WRITTEN INSTRUCTION:
Copy out the records word for word, starting at the very beginning and stopping after the line that contains "0,0 -> 1024,267". Leave out the pictures.
--------------------------------
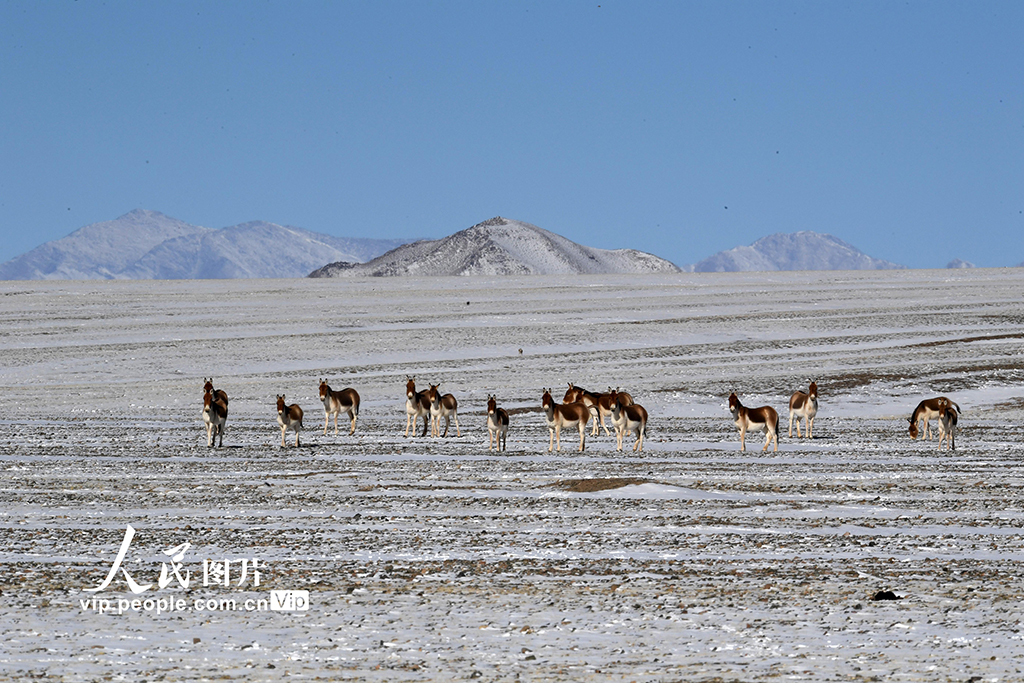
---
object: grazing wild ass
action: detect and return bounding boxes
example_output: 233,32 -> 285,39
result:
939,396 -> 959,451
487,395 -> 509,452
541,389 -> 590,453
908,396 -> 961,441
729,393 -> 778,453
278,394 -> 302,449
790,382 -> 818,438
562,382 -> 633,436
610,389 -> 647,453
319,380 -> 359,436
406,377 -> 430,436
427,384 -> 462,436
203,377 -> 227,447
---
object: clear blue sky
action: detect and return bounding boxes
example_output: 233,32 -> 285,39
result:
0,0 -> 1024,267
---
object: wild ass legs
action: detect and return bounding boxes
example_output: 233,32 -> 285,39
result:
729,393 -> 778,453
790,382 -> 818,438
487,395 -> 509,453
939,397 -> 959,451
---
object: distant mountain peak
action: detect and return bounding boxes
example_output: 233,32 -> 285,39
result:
--------------------------------
EXERCISE OUTPUT:
---
object: grazing wild ass
action: detect and return bounding boxes
example_output: 233,32 -> 285,39
result:
939,396 -> 959,451
487,395 -> 509,452
541,389 -> 590,453
908,396 -> 961,441
729,393 -> 778,453
278,394 -> 302,449
790,382 -> 818,438
562,382 -> 633,436
610,389 -> 647,453
319,380 -> 359,436
406,377 -> 430,436
427,384 -> 462,436
203,377 -> 227,447
---
object: clear blue sky
action: detect and return bounding boxes
example_output: 233,32 -> 285,39
result:
0,0 -> 1024,267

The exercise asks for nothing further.